> Passage to read
--*--

This Resolution revokes and replaces all unexercised authorities previously granted to the Directors to allot equity securities but without prejudice to any allotment of shares or grant of rights already made, offered or agreed to be made pursuant to such authorities.

SPECIAL RESOLUTIONS

Resolution 19 - Disapplication of pre-emption rights

That, subject to the passing of Resolution 18, the Directors of the Company be generally empowered pursuant to section 570 and section 573 of the Companies Act 2006 to allot equity securities (as defined in section 560(1) of the Companies Act 2006) for cash either pursuant to the authority given by Resolution 18 or by way of a sale of treasury shares, as if section 561(1) of the Companies Act 2006 did not apply to any such allotment, such authority to be limited:

  1. to the allotment of equity securities in connection with an offer of, or an invitation to apply for, equity securities:
  2. to the Company’s shareholders in proportion (as nearly as may be practicable) to their existing holding; and
  3. to people who hold other equity securities, if this is required by the rights of those securities, or, if the Directors consider it necessary, as permitted by the rights of those securities,

but in each case subject to such exclusions or other arrangements as the Directors may deem necessary or expedient in relation to treasury shares, fractional entitlements, record dates, legal or practical problems in or under the laws of any territory or the requirements of any regulatory body or stock exchange, or any other matter arising in connection with such offer;

  1. in the case of authority granted under Resolution 18(a), to the allotment of equity securities for cash (otherwise than pursuant to the authority in Resolution 19(a) above) up to an aggregate nominal amount of £20,497,895; and c. when any allotment of equity securities is or has been made pursuant to paragraph b of this Resolution 19 (a “paragraph b allotment”), to the allotment of additional equity securities (also pursuant to the authority given under Resolution 18) up to an aggregate nominal amount equal to 20% of the nominal amount of that paragraph b allotment, provided that any allotment pursuant to this paragraph c of Resolution 19 is for the purposes of a follow-on offer determined by the Directors to be of a kind contemplated by paragraph 3 of section 2B of the Statement of Principles on Disapplying Pre-Emption Rights most recently published by the Pre-Emption Group prior to the date of this Notice.

--*--

> Supplied data
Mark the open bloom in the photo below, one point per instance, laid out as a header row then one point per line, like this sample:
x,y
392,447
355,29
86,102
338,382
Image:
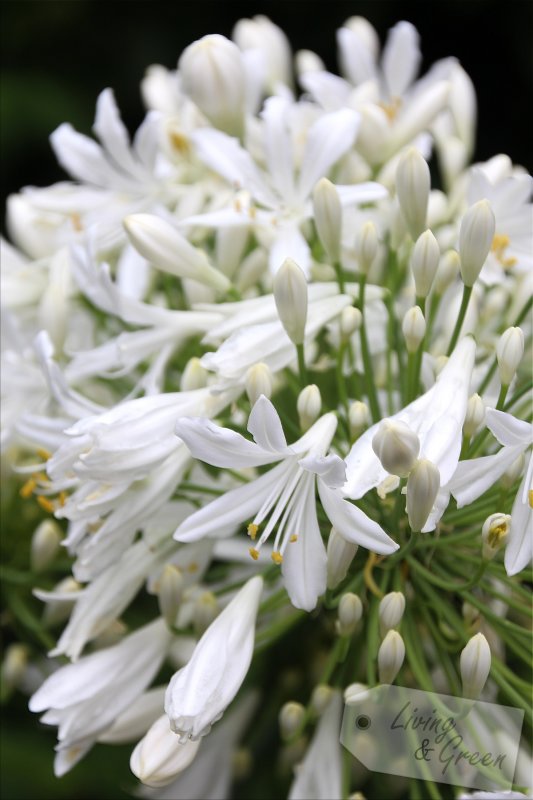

--*--

> Directive 1
Answer these from the pre-emption resolution:
(a) Which resolution has to pass before Resolution 19 applies?
(b) What aggregate nominal amount caps allotments under the authority granted by Resolution 18(a)?
(c) Additional allotments after a "paragraph b allotment" are limited to what share of that allotment's nominal amount?
> Directive 2
Summarize the pre-emption resolution in two sentences.
> Directive 3
Pick up the pre-emption resolution after its last sentence and continue it.
The entries play no part in what is asked here.

> Exercise response 1
(a) Resolution 18.
(b) £20,497,895.
(c) 20% of the nominal amount of that paragraph b allotment.

> Exercise response 2
Resolution 19, subject to Resolution 18 passing, empowers the Directors to allot equity securities for cash as if section 561(1) of the Companies Act 2006 did not apply. This power is limited to offers to existing shareholders in proportion to their holdings and to holders of other equity securities, to allotments up to an aggregate nominal amount of £20,497,895, and to further allotments of up to 20% of such an allotment for a follow-on offer.

> Exercise response 3
This power applies in relation to a sale of shares which is an allotment of equity securities by virtue of section 560(3) of the Companies Act 2006 as if in the first paragraph of this Resolution the words “pursuant to the authority given by Resolution 18” were omitted.

The power granted by this Resolution will expire at the conclusion of the next annual general meeting of the Company after the passing of this Resolution, or, if earlier, 15 months after the date on which this Resolution is passed, but, in each case, prior to its expiry the Company may make offers, and enter into agreements, which would, or might, require equity securities to be allotted (and treasury shares to be sold) after the authority expires and the Directors of the Company may allot equity securities (and sell treasury shares) under any such offer or agreement as if the authority had not expired.

This Resolution revokes and replaces all unexercised authorities previously granted to the Directors to allot equity securities as if section 561(1) of the Companies Act 2006 did not apply but without prejudice to any allotment of shares or grant of rights already made, offered or agreed to be made pursuant to such authorities.

Resolution 20 - Disapplication of pre-emption rights in connection with an acquisition or specified capital investment

That, subject to the passing of Resolution 18, the Directors of the Company be empowered pursuant to section 570 and section 573 of the Companies Act 2006, in addition to any authority to disapply pre-emption rights under Resolution 19:

  1. to allot equity securities (as defined in section 560(1) of the Companies Act 2006) for cash pursuant to the authority given by Resolution 18 as if section 561(1) of the Companies Act 2006 did not apply to any such allotment up to an aggregate nominal amount of £20,497,895, provided that the allotment is only for the purposes of financing (or refinancing, if the authority is to be used within 12 months after the original transaction) a transaction which the Directors determine to be an acquisition or specified capital investment of a kind contemplated by the Statement of Principles on Disapplying Pre-Emption Rights most recently published by the Pre-Emption Group prior to the date of this Notice; and
  2. when any allotment of equity securities is or has been made pursuant to paragraph a of this Resolution 20 (a “paragraph a allotment”), to allot equity securities up to an aggregate nominal amount equal to 20% of the nominal amount of that paragraph a allotment, provided that any allotment pursuant to this paragraph b of Resolution 20 is for the purposes of a follow-on offer determined by the Directors to be of a kind contemplated by paragraph 3 of section 2B of the Statement of Principles on Disapplying Pre-Emption Rights most recently published by the Pre-Emption Group prior to the date of this Notice.

This power applies in relation to a sale of shares which is an allotment of equity securities by virtue of section 560(3) of the Companies Act 2006 as if in the first paragraph of this Resolution the words “pursuant to the authority given by Resolution 18” were omitted.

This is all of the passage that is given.